**Supplied material:**
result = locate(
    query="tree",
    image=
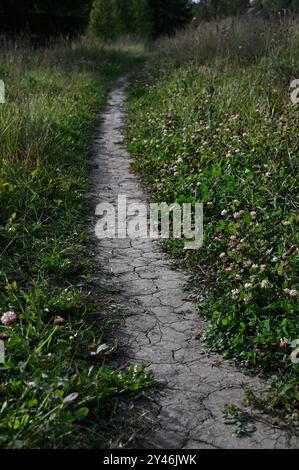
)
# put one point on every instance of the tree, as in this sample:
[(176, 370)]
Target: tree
[(102, 22), (169, 15), (109, 18), (44, 17)]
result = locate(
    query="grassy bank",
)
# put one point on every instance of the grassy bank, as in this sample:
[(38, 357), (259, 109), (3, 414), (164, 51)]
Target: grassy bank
[(211, 120), (55, 390)]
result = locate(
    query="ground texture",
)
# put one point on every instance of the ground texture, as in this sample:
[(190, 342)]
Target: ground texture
[(161, 327)]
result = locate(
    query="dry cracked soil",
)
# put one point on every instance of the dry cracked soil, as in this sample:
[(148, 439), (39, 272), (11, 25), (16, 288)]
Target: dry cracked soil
[(161, 327)]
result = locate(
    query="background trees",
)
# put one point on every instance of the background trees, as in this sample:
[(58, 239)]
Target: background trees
[(139, 17), (44, 17)]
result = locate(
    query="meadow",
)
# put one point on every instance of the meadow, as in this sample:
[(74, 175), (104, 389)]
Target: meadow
[(210, 120), (55, 390)]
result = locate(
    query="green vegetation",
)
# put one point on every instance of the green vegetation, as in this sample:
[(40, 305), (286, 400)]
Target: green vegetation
[(143, 18), (57, 389), (211, 120)]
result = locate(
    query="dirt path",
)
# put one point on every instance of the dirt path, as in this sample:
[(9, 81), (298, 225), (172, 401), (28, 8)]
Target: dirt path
[(161, 327)]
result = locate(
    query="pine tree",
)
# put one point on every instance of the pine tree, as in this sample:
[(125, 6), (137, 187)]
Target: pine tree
[(102, 21), (169, 15)]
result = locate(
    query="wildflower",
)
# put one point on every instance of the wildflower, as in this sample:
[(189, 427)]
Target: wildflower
[(290, 292), (4, 337), (247, 264), (59, 321), (8, 318), (238, 215), (229, 269), (289, 252), (283, 343), (295, 356), (235, 293)]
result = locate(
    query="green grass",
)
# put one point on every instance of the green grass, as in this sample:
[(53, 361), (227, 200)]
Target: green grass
[(53, 392), (211, 120)]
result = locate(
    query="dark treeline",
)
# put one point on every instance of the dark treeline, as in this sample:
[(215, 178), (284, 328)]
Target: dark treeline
[(215, 9), (108, 19), (147, 18), (44, 17)]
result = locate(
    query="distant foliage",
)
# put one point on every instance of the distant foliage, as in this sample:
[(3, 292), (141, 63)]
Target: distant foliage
[(274, 6), (110, 18), (215, 9), (44, 17)]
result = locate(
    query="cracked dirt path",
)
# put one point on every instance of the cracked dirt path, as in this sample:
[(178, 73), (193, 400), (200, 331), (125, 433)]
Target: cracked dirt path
[(160, 326)]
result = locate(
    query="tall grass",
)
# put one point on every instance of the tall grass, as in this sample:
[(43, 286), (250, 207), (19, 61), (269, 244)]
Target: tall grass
[(211, 120), (53, 392)]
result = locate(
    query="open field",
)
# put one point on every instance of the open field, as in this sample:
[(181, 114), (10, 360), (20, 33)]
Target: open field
[(53, 392), (211, 120)]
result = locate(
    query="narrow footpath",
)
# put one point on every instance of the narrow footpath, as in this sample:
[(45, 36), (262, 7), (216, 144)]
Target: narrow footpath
[(161, 327)]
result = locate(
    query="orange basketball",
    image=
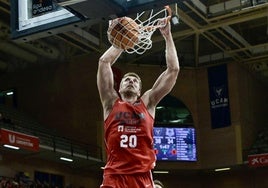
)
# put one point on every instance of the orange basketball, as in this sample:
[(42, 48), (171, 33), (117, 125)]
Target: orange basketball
[(123, 33)]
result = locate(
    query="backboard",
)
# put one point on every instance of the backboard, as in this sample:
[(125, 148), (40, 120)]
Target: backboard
[(32, 19)]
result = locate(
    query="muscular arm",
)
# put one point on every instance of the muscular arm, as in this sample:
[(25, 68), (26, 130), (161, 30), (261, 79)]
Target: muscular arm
[(105, 80), (167, 79)]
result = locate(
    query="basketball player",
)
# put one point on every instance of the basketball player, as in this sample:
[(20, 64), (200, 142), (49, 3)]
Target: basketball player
[(129, 118), (158, 184)]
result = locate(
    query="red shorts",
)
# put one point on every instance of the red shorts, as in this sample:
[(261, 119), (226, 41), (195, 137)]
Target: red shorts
[(140, 180)]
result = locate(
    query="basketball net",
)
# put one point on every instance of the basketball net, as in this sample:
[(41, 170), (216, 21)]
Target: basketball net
[(147, 28)]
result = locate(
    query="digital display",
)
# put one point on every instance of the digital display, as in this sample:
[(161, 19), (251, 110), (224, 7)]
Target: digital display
[(175, 144)]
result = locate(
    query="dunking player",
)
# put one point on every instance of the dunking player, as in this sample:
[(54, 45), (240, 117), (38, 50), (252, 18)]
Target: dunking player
[(129, 118)]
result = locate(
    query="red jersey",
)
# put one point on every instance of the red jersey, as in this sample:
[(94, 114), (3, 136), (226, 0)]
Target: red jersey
[(129, 139)]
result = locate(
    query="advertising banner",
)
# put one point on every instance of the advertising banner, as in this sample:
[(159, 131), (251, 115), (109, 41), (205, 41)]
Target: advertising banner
[(219, 96), (258, 160), (20, 140)]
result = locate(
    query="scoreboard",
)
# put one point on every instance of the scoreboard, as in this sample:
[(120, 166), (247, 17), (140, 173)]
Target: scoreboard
[(175, 144)]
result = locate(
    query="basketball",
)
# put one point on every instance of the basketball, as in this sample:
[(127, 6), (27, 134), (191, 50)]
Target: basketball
[(123, 33)]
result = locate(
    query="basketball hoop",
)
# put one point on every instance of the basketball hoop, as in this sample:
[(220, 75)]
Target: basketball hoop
[(134, 36)]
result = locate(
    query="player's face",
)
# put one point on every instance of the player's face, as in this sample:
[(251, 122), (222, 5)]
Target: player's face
[(130, 84)]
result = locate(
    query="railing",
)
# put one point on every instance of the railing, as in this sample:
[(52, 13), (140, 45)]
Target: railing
[(20, 122)]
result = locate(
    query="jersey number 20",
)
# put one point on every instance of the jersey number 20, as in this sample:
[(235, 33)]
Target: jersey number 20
[(128, 141)]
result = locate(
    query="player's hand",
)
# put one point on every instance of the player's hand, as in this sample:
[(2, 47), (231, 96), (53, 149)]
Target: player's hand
[(166, 26)]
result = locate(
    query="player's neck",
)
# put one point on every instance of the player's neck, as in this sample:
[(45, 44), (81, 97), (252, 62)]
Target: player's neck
[(129, 99)]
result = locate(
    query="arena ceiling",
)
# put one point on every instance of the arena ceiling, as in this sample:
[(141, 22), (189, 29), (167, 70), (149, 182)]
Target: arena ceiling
[(209, 32)]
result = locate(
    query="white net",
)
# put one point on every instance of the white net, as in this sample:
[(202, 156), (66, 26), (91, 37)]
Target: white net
[(146, 29), (134, 36)]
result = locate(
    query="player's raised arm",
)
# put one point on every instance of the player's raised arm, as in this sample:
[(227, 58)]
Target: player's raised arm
[(105, 80), (167, 79)]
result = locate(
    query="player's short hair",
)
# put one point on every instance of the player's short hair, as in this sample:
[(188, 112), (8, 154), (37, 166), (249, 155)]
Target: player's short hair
[(134, 75), (159, 183)]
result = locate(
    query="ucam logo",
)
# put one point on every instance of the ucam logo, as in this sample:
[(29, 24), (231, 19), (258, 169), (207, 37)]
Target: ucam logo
[(220, 98), (12, 138), (258, 160)]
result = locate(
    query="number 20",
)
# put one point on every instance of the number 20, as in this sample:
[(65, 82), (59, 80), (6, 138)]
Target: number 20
[(128, 141)]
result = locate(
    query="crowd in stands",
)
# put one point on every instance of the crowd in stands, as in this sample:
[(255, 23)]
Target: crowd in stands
[(6, 182)]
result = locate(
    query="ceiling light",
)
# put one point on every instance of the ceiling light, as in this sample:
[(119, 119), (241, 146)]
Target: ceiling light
[(9, 93), (222, 169), (66, 159), (11, 147), (160, 172)]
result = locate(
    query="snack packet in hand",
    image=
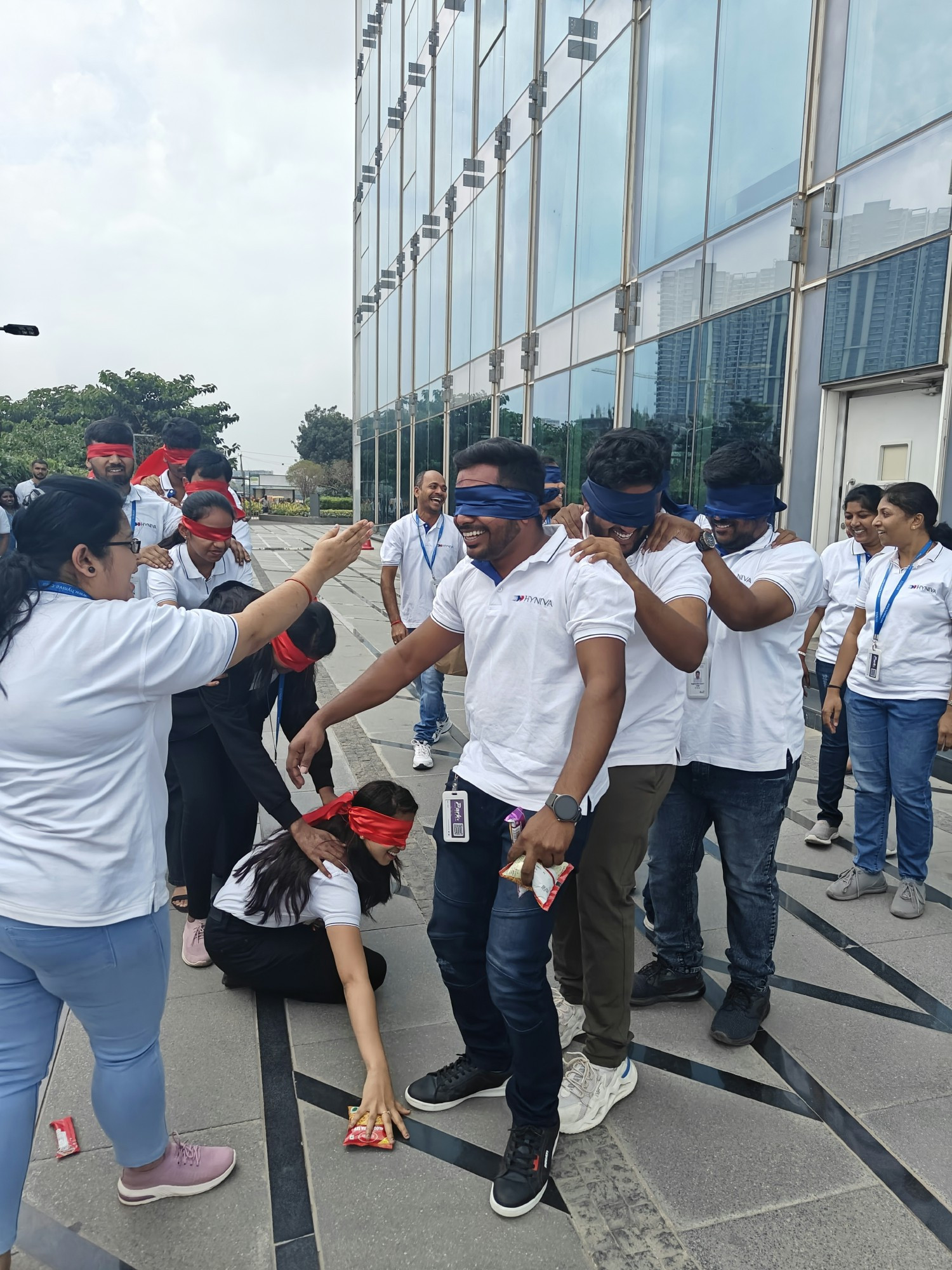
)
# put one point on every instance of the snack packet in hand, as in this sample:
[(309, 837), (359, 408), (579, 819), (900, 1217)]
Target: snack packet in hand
[(545, 882), (356, 1135)]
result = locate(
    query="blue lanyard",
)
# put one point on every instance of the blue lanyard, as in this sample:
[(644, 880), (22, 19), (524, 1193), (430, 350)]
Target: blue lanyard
[(880, 619), (436, 547), (64, 589)]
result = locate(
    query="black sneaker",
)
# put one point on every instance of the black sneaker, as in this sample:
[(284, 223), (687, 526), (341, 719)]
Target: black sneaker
[(455, 1084), (741, 1015), (657, 982), (525, 1172)]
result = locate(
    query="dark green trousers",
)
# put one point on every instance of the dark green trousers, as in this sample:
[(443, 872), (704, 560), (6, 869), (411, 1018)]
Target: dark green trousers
[(593, 940)]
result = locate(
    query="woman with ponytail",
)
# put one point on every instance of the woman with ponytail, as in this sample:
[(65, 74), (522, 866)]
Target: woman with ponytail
[(897, 660), (86, 683)]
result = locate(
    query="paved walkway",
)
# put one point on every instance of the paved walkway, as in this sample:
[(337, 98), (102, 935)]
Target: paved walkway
[(826, 1145)]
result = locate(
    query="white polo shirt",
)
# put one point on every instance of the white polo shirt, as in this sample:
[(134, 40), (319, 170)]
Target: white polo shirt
[(83, 749), (333, 901), (185, 586), (843, 568), (755, 711), (404, 547), (524, 685), (916, 642)]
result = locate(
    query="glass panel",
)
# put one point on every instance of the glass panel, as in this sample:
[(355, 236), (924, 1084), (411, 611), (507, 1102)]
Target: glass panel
[(516, 233), (520, 49), (369, 507), (671, 297), (897, 77), (678, 104), (758, 130), (916, 178), (461, 294), (591, 415), (885, 317), (492, 13), (750, 264), (741, 389), (663, 396), (491, 93), (511, 408), (557, 209), (605, 117), (484, 269)]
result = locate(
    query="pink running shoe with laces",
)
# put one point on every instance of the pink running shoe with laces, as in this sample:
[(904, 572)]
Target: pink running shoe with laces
[(185, 1170)]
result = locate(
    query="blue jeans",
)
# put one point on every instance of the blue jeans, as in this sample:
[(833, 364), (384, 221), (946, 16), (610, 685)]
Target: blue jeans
[(433, 712), (835, 755), (114, 979), (894, 745), (747, 812), (492, 947)]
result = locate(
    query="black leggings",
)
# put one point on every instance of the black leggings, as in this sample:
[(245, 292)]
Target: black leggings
[(219, 815), (286, 961)]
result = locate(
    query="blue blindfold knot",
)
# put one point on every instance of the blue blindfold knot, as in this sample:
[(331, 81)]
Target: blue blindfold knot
[(497, 502)]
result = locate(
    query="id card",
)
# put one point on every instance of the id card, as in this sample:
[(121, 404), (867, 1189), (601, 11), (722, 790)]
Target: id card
[(456, 816), (699, 681)]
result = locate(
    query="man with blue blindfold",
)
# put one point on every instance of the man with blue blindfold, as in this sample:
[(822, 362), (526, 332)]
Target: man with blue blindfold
[(741, 744), (545, 650)]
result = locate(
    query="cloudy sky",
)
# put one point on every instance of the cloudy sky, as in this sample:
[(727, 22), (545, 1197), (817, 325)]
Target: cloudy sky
[(176, 196)]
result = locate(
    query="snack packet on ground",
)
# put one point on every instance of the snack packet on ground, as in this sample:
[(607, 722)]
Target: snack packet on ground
[(357, 1135), (67, 1140), (546, 883)]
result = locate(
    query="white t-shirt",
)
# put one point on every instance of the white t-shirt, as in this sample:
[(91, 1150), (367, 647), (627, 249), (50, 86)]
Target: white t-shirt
[(755, 711), (183, 585), (404, 547), (843, 568), (83, 749), (524, 685), (916, 642), (333, 901)]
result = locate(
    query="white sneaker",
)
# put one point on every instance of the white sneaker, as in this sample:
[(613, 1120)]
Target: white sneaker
[(572, 1019), (823, 835), (590, 1093)]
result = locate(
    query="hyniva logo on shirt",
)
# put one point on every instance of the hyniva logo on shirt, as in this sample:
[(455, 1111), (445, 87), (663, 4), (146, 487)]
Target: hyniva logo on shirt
[(534, 600)]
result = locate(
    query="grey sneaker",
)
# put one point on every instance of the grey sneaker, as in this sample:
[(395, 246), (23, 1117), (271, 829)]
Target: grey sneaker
[(856, 883), (909, 900), (823, 835)]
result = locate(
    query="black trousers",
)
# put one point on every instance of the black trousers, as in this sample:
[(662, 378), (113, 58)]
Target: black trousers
[(289, 961), (219, 816)]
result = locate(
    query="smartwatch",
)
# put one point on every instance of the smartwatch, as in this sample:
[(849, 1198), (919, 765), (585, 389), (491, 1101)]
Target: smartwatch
[(565, 808)]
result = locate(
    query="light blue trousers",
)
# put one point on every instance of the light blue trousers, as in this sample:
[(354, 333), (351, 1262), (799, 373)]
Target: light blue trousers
[(114, 979)]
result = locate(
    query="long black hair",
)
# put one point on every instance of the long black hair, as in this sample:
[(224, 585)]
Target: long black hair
[(69, 514), (282, 872), (917, 500), (196, 507)]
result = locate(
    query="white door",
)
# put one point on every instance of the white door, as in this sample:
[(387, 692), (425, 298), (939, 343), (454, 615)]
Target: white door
[(890, 438)]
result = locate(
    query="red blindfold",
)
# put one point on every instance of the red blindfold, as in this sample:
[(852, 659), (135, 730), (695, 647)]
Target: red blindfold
[(369, 825)]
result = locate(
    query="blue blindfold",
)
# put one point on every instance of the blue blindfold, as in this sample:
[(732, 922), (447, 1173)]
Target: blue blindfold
[(743, 502), (497, 502), (631, 511)]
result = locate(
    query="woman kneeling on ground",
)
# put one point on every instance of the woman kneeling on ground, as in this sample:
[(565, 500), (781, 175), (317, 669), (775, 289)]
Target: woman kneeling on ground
[(263, 934)]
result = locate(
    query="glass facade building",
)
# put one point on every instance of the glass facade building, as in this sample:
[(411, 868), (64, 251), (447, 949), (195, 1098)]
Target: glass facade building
[(717, 219)]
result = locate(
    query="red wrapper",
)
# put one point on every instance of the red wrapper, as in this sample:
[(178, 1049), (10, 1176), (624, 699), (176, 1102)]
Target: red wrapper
[(357, 1135), (67, 1141)]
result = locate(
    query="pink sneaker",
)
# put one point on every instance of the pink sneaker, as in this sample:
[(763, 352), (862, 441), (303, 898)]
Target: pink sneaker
[(185, 1170), (194, 946)]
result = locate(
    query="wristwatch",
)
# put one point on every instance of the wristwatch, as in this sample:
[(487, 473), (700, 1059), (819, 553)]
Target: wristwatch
[(708, 542), (565, 808)]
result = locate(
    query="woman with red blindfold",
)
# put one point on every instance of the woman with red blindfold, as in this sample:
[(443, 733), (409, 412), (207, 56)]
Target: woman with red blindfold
[(279, 925)]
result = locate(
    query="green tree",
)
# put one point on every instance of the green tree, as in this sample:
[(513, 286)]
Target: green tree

**Directions for this task:** Retype the entries above exactly, starting at their first line and ending with the line that holds "[(53, 361), (227, 200)]"; pictures stay out.

**Answer for the task:**
result = locate(
    query="tree",
    image=
)
# put one point on every instance of the tree, as in this sample:
[(176, 370)]
Target: tree
[(102, 22), (169, 15), (109, 18), (44, 17)]
result = locate(
    query="grassy bank",
)
# put one point on every instance of the grassy bank, as in this sample:
[(38, 357), (259, 109), (3, 414), (164, 51)]
Target: grassy bank
[(211, 120), (55, 390)]
result = locate(
    query="ground texture",
)
# put one point on every instance of the ground texture, as in this sample:
[(190, 342)]
Target: ground texture
[(161, 327)]
result = locate(
    query="dry cracked soil",
)
# put one point on every instance of the dry cracked soil, as in this sample:
[(148, 439), (39, 272), (11, 25), (16, 288)]
Target: dry cracked soil
[(161, 327)]
result = locate(
    query="background trees",
)
# put one point on every instance of the background trees, as in this sample:
[(58, 239)]
Target: background trees
[(139, 17), (44, 17)]
result = locate(
    query="meadow",
)
# put one point on every instance of the meadow, as in this sample:
[(74, 175), (104, 389)]
Target: meadow
[(210, 120), (55, 390)]
result = locate(
    query="green vegetation",
)
# put one point on every instance of the green vegetation, as in this sample:
[(40, 305), (286, 400)]
Target: green vegetation
[(143, 18), (57, 389), (211, 120)]
result = locate(
    query="dirt path",
)
# put one point on every instance of the dirt path, as in this sample:
[(9, 81), (298, 225), (172, 401), (28, 8)]
Target: dirt path
[(161, 327)]
result = locate(
    query="pine tree",
)
# put one point on every instance of the pine tree, as in this sample:
[(125, 6), (137, 187)]
Target: pine tree
[(102, 21), (169, 15)]
result = locate(
    query="wildflower",
)
# put one point on every instance of the wildflower, as in this sample:
[(189, 427)]
Target: wildflower
[(290, 292), (4, 337), (247, 264), (59, 321), (8, 318), (238, 215), (229, 269), (289, 252), (283, 343), (295, 356), (235, 293)]
result = locate(
    query="green grass",
)
# put one point on every instance of the green grass, as in this sample:
[(53, 361), (227, 200)]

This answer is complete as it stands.